The Social Benefit of Counter-Argument and the Proposed Solutions to Misinformation

Socrates Statue

Information:

Article: How to stop Fake News in its tracks: Plugins and social media integration
Author: Shane Greenup
Biographical: Founder of rbutr and dedicated to solving the problem of misinformation.
Publication Platform: blog.rbutr.com (9 November 2016)
http://blog.rbutr.com/2016/11/how-to-stop-fake-news-in-its-tracks-plugins-and-social-media-integration/

 

Information:

Article: What is The Socratic Web?
Author: Shane Greenup
Biographical: Founder of rbutr and dedicated to solving the problem of misinformation.
Publication Platform: Medium.com (21 November 2016)
https://medium.com/@Aegist/what-is-the-socratic-web-c6095c452c6

 

Information:

Video and Introduction Text: Fixing Fake News Without Truth or Trust
Presenter: Seb
Biographical: Video content presenter for the Disruptive Innovation Festival 2017.
Speaker: Shane Greenup
Biographical: Founder of rbutr and dedicated to solving the problem of misinformation.
Publication Platform: The Disruptive Innovation Festival 2017 (6th - 24th November 2017).
https://www.thinkdif.co/sessions/fixing-fake-news-without-truth-or-trust
Sub Link: https://youtu.be/IbIxYpt9fHM

 

Defining the Problem

Fake News, Misinformation, Click-bait, Media Bias, Belief vs Evidence, Propaganda, False Advertising, Misleading Claims, One Sided Stories, Unscientific Theories, False Beliefs, Trial by Media, Character Assassination, Defamation, Story Telling... This list goes on.

The human condition, has at its core, a mind that tries to interpret the world around it. A human being collects information through its senses, stores memory of its experiences, cross references between memory and current input, discerns patterns and builds what could loosely be defined as an understanding of the world around it. As amazing as that is, our understanding of the world is not at all perfect. We are only ever able to access a percentage of the information available on any one subject, out of the information that is available we are only ever able to give our attention to a percentage, our upbringing/training affects how we connect current input to memory in order to discern understanding and then we have the effect of a range of psychological phenomenon that can twist and distort our understanding. So what we have stored in mind is not necesarily a map of the world around us but instead an interpreted, subjectively-perceived story of that world.

* * *

The task ::
Rewrite the part of the page on counter-argument and misinformation starting with "Video and Introduction" and going on through "Innovation Festival 2017.", putting "Misinformation" in place of "Fake News". The listing that follows is separate from the text above.

Stored data ::
* * *

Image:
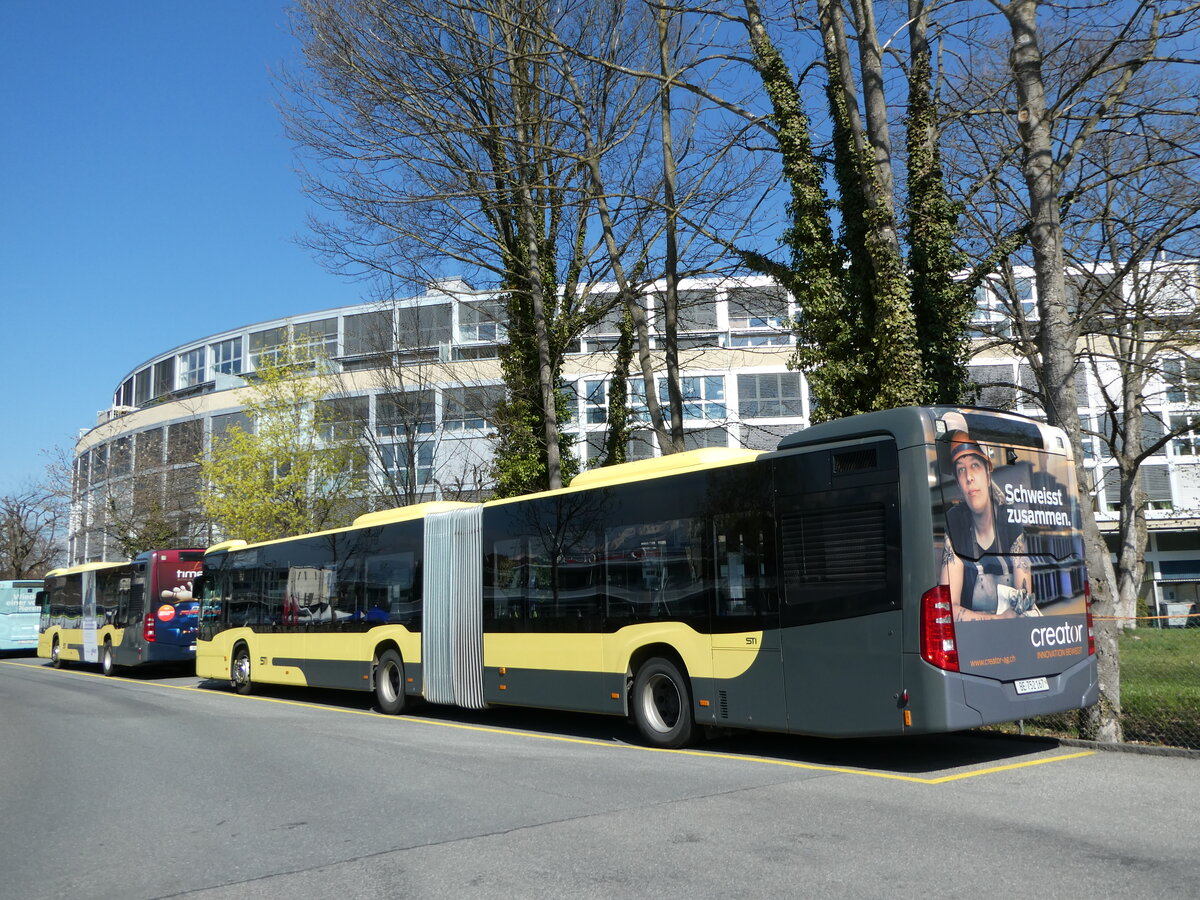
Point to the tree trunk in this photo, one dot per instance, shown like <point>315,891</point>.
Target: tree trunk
<point>1056,340</point>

* * *

Solution for this task ::
Video and Introduction Text: Fixing Misinformation Without Truth or Trust
Presenter: Seb
Biographical: Video content presenter for the Disruptive Innovation Festival 2017.